■ PAGE EXTRACT

########################################

It's a new year!  How about a Bold and Courageous Aspiration for 2015?Your vow to Trust the Good!  AND magic it happens, right?  Probably not!  Unless you are a magician.  Because it turns out that trusting the good" is NOT easy.  AND it is because your brain is hardwired to pay more attention to negative experiences than positive ones.  So, what to do?Rick Hanson, and Kristin Neff have done pioneering work on self compassion and self care, tell us that negativity is like velcro and sticks to our brains.  Positive experiences, "the good" are like teflon, they don't stick.  Research offers ratios like 3 to 1 and 5 to 1.  It takes 3/5 good thoughts to have an equal weight to one bad thought for each of us.  Hanson's response to this is to "install"  the good thoughts.  My favorite exercise of his is called "taking in the good".  I was stunned the first time I did it, at how quickly my brain wanted to dash off and not take in the good.  I was recalling a particularly peaceful, halcyon day at Amrita Island on Cape Cod ... but part of my brain was not at all interested in "installing" or deepening this experience.  That part of me thinks the idea of "trusting the good" might be the dumbest or most dangerous thing it has ever heard of, so thus my struggle through the exercise and why I am writing this post.  I believe this is the most important work we can do right now and that we must teach our children this too.  AND it will take practice.  But thank goodness it is a 15 second exercise... once you get your mind to settle down and stay focused on exploring and absorbing the good.  I will be writing more about this during the year. So why should you add this to your already full schedules?

########################################

[Photo object pointing rows]
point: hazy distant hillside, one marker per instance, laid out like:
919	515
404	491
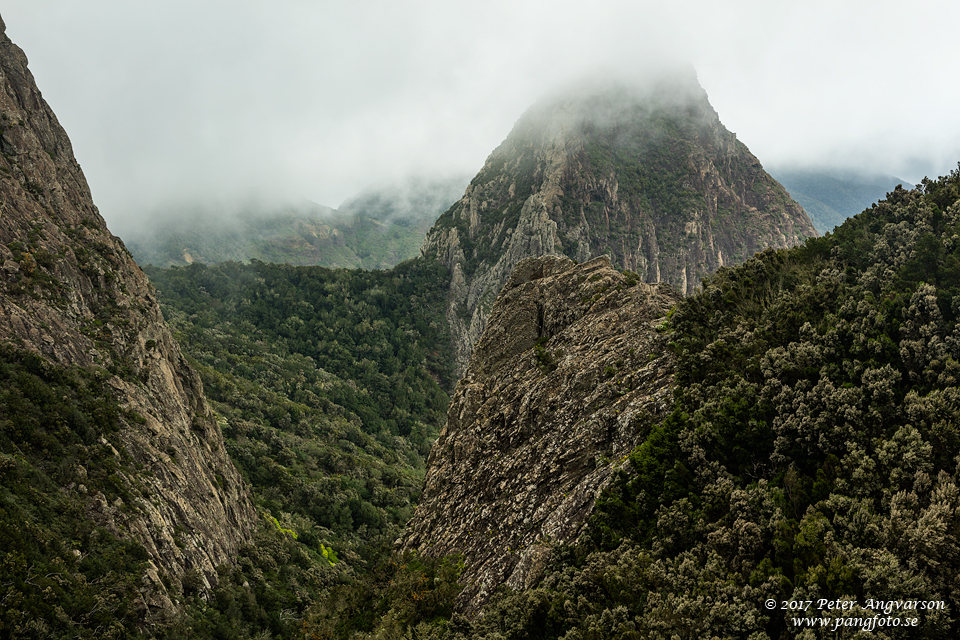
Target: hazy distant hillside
375	230
831	196
645	174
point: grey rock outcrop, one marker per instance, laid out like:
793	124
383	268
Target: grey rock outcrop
646	175
569	375
70	291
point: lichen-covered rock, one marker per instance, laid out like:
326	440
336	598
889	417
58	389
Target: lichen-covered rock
70	291
568	376
647	175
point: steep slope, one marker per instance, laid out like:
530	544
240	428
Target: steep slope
377	229
72	294
567	377
831	196
646	175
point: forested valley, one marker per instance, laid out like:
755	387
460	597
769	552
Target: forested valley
811	451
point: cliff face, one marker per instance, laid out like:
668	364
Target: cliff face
569	374
70	291
646	175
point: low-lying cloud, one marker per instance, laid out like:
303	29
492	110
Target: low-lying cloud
181	100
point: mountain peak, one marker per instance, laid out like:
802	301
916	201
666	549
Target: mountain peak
643	172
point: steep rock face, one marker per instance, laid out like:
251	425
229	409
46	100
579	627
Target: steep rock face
646	175
543	417
70	291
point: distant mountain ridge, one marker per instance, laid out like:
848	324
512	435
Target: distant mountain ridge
830	196
646	175
377	229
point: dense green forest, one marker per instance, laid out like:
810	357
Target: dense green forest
811	455
329	386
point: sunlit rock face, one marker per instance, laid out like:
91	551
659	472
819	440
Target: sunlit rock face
70	291
566	380
645	174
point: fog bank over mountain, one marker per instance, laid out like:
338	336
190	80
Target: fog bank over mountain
185	101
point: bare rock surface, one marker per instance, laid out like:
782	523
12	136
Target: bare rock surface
566	380
70	291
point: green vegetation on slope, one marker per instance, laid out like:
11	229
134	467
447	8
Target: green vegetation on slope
831	196
60	574
811	453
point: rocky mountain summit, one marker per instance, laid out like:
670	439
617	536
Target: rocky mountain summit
567	378
647	175
71	293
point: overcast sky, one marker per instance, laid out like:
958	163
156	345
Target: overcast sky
180	99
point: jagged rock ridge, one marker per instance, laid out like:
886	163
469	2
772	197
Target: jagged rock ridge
72	293
646	175
568	376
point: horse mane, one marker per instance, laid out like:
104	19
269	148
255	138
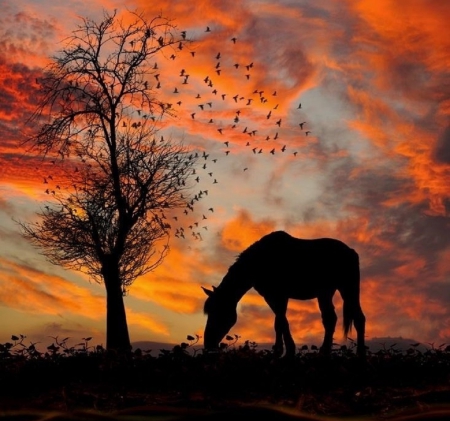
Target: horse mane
263	245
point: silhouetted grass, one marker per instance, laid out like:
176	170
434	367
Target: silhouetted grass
89	377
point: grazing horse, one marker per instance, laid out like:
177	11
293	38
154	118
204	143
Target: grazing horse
280	267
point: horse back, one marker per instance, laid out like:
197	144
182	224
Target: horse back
303	268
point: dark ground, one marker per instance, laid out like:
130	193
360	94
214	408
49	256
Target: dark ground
176	385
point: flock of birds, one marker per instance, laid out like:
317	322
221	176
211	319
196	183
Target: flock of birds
215	104
253	120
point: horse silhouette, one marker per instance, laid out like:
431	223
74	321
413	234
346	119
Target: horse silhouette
279	267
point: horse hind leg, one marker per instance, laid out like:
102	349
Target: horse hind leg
359	321
329	320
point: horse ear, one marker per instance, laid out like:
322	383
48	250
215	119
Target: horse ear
208	292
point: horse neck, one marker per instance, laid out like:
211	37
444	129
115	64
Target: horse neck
233	285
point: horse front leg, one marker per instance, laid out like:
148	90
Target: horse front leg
283	335
329	319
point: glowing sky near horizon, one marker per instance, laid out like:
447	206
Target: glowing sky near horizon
373	79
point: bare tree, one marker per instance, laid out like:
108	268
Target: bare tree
98	118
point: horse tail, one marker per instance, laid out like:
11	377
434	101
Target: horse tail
350	292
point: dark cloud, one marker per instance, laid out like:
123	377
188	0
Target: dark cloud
442	150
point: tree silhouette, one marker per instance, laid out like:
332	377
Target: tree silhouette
98	120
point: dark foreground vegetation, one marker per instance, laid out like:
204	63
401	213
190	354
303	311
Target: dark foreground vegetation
188	382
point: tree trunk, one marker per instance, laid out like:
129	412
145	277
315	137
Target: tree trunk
117	337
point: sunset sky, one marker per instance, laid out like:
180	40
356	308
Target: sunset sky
373	81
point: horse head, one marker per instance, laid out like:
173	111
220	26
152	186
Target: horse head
222	315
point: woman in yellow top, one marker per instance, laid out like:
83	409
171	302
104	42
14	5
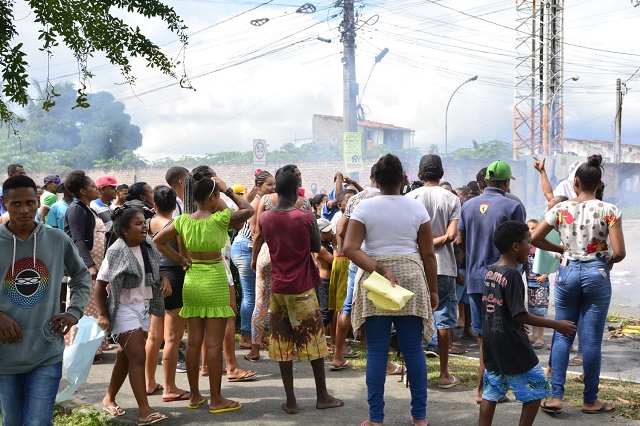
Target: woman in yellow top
206	290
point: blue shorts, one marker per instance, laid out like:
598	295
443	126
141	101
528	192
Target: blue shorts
351	281
475	300
446	315
532	385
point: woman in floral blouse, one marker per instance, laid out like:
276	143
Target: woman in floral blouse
592	241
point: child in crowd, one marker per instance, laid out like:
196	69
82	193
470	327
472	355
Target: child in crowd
509	360
137	291
538	293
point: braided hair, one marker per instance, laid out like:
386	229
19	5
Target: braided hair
198	175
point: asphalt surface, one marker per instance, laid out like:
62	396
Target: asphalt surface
262	399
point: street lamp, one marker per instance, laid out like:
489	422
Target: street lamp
446	113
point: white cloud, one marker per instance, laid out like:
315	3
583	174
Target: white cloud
432	50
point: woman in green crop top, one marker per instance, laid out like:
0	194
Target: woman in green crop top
205	293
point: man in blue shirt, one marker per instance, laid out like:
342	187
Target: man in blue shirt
479	218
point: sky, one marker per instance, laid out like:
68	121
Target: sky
266	82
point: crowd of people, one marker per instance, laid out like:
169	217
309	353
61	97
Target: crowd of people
150	263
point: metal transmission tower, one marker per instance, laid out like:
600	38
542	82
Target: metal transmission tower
538	112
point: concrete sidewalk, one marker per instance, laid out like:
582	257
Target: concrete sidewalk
262	398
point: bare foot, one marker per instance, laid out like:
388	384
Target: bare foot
290	410
329	402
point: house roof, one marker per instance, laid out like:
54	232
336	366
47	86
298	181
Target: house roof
366	123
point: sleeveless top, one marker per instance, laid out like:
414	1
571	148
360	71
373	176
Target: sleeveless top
200	235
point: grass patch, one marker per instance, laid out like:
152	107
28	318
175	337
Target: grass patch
625	395
78	416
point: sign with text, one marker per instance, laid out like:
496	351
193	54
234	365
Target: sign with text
352	152
259	154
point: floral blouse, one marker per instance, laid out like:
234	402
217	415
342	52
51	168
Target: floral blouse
584	227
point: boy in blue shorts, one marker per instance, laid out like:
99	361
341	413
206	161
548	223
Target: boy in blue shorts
509	359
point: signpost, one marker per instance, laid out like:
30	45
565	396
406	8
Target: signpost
259	154
353	152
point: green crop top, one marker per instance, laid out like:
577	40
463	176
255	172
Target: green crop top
201	235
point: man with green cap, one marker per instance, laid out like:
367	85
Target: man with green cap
479	217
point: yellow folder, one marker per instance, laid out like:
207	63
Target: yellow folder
384	295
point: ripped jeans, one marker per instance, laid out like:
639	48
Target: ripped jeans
582	294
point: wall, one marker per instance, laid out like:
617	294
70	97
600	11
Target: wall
584	148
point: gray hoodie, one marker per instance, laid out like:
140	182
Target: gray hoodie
32	272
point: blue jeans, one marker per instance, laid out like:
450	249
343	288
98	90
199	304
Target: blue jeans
351	279
582	295
409	332
27	399
241	257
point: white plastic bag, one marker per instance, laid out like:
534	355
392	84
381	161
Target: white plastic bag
78	357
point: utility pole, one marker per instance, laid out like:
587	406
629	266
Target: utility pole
350	88
618	123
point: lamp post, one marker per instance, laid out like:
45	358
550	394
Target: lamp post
446	113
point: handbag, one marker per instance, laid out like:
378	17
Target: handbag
385	296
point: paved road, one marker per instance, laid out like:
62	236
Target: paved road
262	399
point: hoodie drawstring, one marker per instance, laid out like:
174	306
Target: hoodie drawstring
13	263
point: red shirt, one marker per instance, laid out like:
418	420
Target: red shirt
288	235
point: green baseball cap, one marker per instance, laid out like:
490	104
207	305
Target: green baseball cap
499	170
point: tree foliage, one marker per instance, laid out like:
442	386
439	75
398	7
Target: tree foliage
492	150
70	138
85	27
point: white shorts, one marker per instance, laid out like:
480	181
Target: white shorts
132	317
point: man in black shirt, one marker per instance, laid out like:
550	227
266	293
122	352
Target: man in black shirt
509	359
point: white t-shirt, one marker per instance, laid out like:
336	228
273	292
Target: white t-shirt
129	295
391	223
443	207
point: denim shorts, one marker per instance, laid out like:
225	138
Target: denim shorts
131	317
446	315
530	386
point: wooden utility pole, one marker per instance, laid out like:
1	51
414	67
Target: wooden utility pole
617	132
350	88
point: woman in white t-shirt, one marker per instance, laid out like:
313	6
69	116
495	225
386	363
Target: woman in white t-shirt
592	241
391	235
136	291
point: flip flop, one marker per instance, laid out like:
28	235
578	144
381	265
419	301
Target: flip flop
114	410
455	382
156	391
550	410
397	371
605	408
342	366
248	358
246	377
151	419
193	407
350	354
229	407
184	396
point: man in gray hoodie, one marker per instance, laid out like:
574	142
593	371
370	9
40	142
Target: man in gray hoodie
34	260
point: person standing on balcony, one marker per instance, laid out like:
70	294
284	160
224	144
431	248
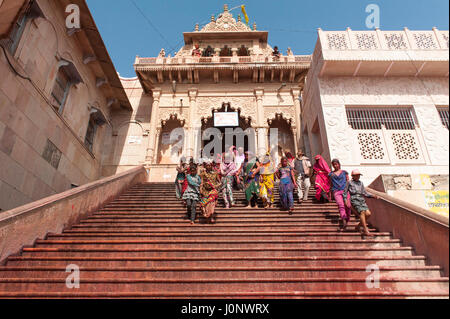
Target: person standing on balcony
210	192
240	159
302	167
287	185
196	52
228	170
290	159
267	178
321	171
355	188
251	180
276	54
339	179
192	193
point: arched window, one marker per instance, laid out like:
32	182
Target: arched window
30	12
243	51
96	120
226	51
66	76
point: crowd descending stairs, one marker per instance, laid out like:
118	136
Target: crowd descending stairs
140	246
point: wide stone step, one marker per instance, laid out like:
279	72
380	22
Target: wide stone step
199	226
242	214
231	295
216	244
126	252
225	285
340	261
224	273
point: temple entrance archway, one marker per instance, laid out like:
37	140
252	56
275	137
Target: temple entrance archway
243	136
171	141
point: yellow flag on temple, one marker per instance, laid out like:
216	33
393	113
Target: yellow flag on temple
245	14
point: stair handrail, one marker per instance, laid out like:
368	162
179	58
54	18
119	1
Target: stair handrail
23	225
411	207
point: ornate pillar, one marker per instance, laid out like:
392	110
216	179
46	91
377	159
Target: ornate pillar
297	125
150	158
260	125
294	134
193	124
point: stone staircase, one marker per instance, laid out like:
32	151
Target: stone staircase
140	246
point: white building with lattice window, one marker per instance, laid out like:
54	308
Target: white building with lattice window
378	101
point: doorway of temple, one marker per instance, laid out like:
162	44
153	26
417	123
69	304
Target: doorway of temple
214	121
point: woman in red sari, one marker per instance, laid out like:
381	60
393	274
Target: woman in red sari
321	171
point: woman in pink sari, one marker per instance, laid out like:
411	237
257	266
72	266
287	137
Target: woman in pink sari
321	171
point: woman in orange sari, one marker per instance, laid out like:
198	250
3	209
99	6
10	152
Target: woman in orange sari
322	171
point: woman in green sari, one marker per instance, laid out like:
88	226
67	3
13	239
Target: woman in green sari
251	180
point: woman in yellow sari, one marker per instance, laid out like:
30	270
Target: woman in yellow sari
267	181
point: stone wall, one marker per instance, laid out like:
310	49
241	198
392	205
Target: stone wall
28	122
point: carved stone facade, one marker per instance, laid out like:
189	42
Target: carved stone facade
371	82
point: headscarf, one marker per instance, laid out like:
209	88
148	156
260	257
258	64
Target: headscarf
321	165
228	166
267	166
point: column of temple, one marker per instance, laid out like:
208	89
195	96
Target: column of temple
194	124
151	154
296	126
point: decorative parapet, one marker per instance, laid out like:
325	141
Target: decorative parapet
381	45
382	53
384	40
153	64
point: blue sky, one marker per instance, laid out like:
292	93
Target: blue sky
127	33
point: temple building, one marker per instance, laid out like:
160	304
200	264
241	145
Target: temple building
88	162
376	100
224	67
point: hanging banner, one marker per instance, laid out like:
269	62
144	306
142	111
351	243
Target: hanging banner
226	119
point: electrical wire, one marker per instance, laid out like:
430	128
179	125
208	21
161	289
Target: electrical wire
152	25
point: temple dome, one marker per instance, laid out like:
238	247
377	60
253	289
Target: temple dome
225	23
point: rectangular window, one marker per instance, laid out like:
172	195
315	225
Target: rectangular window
90	134
52	154
375	118
443	113
60	89
16	34
32	11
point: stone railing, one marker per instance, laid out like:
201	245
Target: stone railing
24	225
304	59
384	40
425	231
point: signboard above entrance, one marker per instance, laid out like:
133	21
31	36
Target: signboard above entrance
226	119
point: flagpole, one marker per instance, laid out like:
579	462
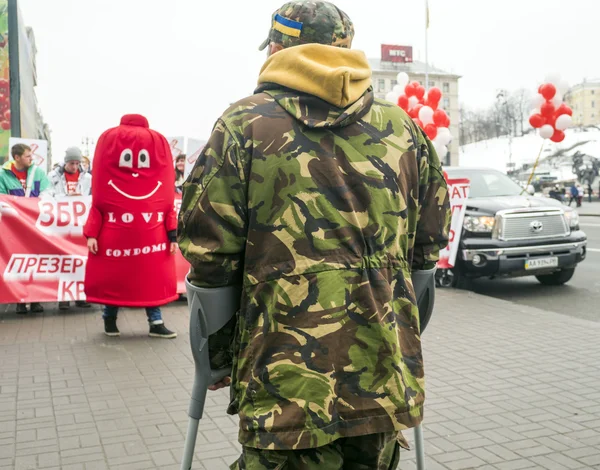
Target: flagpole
426	44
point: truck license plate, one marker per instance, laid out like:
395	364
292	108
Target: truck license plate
541	263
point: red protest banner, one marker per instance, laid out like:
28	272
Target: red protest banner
43	251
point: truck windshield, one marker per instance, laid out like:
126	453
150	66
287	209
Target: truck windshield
487	183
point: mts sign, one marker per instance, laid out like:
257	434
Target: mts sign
399	54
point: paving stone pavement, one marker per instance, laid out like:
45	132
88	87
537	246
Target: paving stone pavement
509	388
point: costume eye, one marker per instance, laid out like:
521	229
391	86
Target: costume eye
144	159
126	159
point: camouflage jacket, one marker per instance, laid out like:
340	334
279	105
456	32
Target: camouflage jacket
320	213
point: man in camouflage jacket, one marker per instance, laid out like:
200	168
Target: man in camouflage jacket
319	200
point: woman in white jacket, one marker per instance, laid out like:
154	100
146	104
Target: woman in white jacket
71	179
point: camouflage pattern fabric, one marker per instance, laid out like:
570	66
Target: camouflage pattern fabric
320	213
373	452
322	23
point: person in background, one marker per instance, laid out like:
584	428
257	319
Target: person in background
20	177
70	179
179	172
580	194
86	165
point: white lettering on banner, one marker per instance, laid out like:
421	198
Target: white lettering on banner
24	267
458	191
69	291
63	216
128	217
136	251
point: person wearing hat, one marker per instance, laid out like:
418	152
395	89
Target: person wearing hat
179	172
318	200
71	179
22	178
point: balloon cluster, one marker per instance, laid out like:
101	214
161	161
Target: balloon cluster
424	108
551	115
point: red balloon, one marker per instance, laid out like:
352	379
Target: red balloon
431	131
434	95
558	136
432	105
440	118
537	121
564	109
416	110
547	110
548	91
418	122
403	102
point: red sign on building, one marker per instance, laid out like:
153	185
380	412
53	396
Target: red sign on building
399	54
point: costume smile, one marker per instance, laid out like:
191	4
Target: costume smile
137	198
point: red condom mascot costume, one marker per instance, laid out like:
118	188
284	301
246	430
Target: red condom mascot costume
131	228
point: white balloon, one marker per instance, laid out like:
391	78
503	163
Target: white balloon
563	122
403	79
563	87
553	78
426	115
546	131
537	101
392	97
557	100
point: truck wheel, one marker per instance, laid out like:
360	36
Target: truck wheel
558	278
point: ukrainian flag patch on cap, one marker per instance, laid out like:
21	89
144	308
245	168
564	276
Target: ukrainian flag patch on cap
285	26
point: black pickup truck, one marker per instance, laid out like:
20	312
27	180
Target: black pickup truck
509	233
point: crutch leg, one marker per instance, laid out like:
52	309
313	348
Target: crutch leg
190	444
419	448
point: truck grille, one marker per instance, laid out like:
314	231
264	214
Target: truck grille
533	225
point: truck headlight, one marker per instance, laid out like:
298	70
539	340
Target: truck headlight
572	218
479	224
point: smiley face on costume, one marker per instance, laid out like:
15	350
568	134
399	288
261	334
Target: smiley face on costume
134	163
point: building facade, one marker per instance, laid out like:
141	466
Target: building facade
384	80
584	100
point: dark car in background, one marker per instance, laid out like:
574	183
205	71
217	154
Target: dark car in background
510	233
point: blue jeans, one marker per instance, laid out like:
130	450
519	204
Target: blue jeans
154	314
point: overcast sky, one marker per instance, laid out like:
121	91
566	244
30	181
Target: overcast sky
181	62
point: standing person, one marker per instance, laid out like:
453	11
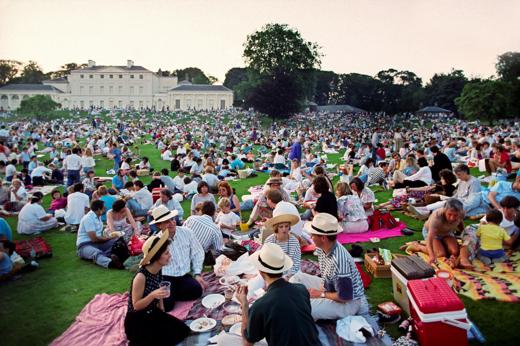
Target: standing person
72	165
33	219
283	314
187	257
339	292
91	244
146	322
77	205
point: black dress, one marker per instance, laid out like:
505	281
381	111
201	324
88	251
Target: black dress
152	326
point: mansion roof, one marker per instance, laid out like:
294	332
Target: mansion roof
30	87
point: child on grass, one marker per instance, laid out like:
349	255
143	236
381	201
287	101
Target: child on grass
492	239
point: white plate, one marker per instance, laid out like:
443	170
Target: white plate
203	324
229	280
236	329
212	301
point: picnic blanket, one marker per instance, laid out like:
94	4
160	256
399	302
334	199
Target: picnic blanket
348	238
499	281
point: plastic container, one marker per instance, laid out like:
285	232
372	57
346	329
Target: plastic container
439	317
404	269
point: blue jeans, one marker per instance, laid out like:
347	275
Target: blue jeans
72	177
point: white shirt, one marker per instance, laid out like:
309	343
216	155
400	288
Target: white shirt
72	162
39	171
144	198
76	204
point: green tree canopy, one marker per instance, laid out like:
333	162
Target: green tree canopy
8	70
39	106
508	66
279	47
487	100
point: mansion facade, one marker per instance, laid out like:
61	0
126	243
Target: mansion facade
122	87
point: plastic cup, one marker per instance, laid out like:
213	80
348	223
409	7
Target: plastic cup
165	285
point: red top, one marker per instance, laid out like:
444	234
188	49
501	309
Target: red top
434	295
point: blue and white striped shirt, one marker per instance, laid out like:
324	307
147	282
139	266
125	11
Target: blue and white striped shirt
187	254
206	231
291	249
338	264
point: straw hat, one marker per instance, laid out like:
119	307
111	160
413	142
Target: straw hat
284	212
162	213
271	259
149	251
272	181
323	224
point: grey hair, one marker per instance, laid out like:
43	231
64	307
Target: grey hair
454	204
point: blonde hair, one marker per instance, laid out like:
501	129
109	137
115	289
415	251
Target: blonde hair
224	202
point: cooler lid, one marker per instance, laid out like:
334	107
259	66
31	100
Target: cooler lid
434	295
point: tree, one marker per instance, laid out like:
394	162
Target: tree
443	89
192	74
279	95
487	100
278	47
38	106
8	70
508	66
281	65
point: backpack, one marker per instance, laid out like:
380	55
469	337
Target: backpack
382	220
33	248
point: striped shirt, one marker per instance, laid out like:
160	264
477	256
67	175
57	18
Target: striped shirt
187	254
206	231
291	249
336	264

########################################

■ WHAT IS ASKED
- A) Do these statements agree with the post on trusting the good? (i) Negativity is compared to teflon. (ii) The writer recalled a peaceful day at Amrita Island on Cape Cod. (iii) The exercise is said to take about an hour. Answer yes or no for each, quoting the deciding words.
- B) In the post on trusting the good, what ratios does research offer?

■ SOLUTIONS TO THE PROBLEMS
- A)
(i) No: "negativity is like velcro and sticks to our brains"
(ii) Yes: "I was recalling a particularly peaceful, halcyon day at Amrita Island on Cape Cod"
(iii) No: "thank goodness it is a 15 second exercise"

- B) 3 to 1 and 5 to 1.